## DIRECTIVE 1
Rewrite the records from the line containing "In this photo, where can the gray" through the final line of the records as a JSON list of strings, one string per line, with blank lines omitted.
## DIRECTIVE 2
Extend the essay on teenagers and religion beyond its final sentence.

In my perspective, I consider myself agonistic. I do not attend church regularly and my mother is not religious of any form. Many teenagers are taking the same stance which is resulted in uproar from parents. In every parent-teenager relationship, are different situations but in a religious family the circumstances for a teenager to express their own individuality are outstanding. For example , there is a gay male in my school is forced to hide his sexuality because of his religious parents who view homosexuality as a sin and should be punished. On the contrary, many teenagers as oppose to earlier generations are well protected by the stand they hold on religion in society today.

As a parent, even if your own personal belief is you should regularly attend church or perform prayer for any monotheistic or polytheistic religion, you should never force it on your teenager. Teenagers who have sardonic parents who constantly ridicule their ways of thinking, usually grow distant as they age. To build a great relationship with your teenager the best thing to posses is an open mind. No matter how hard it is to accept, when one accepts the thoughts of your child, it helps to build the relationship between you two.

## SUPPLIED ENTRIES
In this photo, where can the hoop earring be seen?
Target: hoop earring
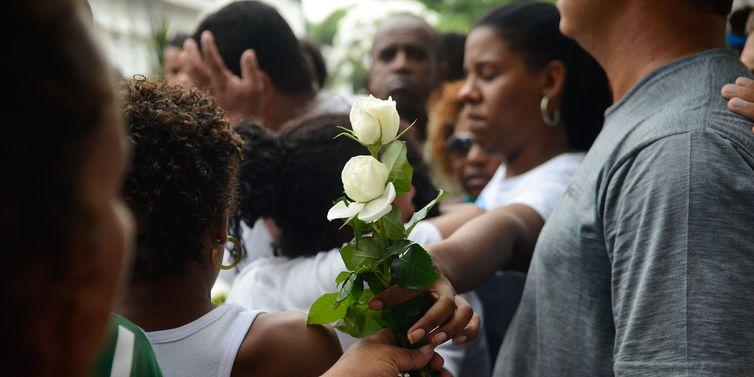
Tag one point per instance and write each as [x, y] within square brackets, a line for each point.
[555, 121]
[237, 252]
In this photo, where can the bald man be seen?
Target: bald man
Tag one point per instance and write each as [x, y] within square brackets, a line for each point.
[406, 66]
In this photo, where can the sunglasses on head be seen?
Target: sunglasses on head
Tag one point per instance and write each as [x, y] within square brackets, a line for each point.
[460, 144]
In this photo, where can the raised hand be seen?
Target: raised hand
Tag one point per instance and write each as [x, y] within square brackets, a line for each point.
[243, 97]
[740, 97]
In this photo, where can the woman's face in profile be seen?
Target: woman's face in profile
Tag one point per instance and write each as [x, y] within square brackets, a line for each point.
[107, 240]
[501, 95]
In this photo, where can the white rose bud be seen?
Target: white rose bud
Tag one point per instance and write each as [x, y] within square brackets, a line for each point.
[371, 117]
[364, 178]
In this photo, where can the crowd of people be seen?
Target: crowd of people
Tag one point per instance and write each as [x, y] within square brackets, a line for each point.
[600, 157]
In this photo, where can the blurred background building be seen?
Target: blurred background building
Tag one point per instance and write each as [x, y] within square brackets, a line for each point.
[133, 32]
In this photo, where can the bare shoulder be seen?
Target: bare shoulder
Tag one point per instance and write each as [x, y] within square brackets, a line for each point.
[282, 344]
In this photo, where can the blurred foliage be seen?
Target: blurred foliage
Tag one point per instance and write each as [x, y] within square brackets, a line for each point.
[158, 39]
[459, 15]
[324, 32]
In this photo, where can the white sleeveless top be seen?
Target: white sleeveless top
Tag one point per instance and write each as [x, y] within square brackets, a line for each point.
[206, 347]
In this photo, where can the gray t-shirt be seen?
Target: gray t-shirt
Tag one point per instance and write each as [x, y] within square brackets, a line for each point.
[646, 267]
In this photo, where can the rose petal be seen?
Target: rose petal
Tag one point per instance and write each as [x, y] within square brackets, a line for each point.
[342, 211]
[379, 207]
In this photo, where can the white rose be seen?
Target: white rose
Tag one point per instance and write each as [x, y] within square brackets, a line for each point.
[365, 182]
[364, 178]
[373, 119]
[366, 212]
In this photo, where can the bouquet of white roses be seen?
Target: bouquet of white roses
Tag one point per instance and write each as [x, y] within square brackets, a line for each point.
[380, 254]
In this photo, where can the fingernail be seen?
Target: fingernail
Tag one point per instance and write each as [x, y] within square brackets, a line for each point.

## EXERCISE RESULT 1
[
  "In this photo, where can the gray t-shirt be seen?",
  "Target: gray t-shirt",
  "Tag one point per instance and write each as [x, y] within square brackets, a line for each point.",
  "[646, 267]",
  "In this photo, where can the rose petal be seen?",
  "Target: rose petal",
  "Tag one point per instance and write each as [x, y] within square brackets, a line for each point.",
  "[342, 211]",
  "[379, 207]",
  "In this photo, where can the white rose be seen?",
  "Target: white rose",
  "Tag one point per instance and write each as [x, y] within square brackets, a line for each point.",
  "[365, 182]",
  "[364, 178]",
  "[373, 119]",
  "[366, 212]",
  "In this photo, where can the bouquet of white roses be seen?",
  "Target: bouquet of white roses",
  "Tag one point per instance and write each as [x, y] within square brackets, a line for each point.",
  "[380, 254]",
  "In this photo, where can the fingernail be seen?",
  "Target: fingernail",
  "Tag one point per instance and write each as [x, y] within square brackets, a line for each point."
]

## EXERCISE RESULT 2
All over the world, there are different takes on religion. Some people are Christian while others are Atheist. The dawning truth, that haunt many, is that everyone is born to follow what they believe in even if you don’t quite agree. This fundamental should always be followed to build a great relationship with a teenager. The known fact (Though many oblivious parents are clueless to such) is no matter what you enforce on a child, only if one believes it or learns from what you have enforced will they continue to follow the “rule” into adulthood.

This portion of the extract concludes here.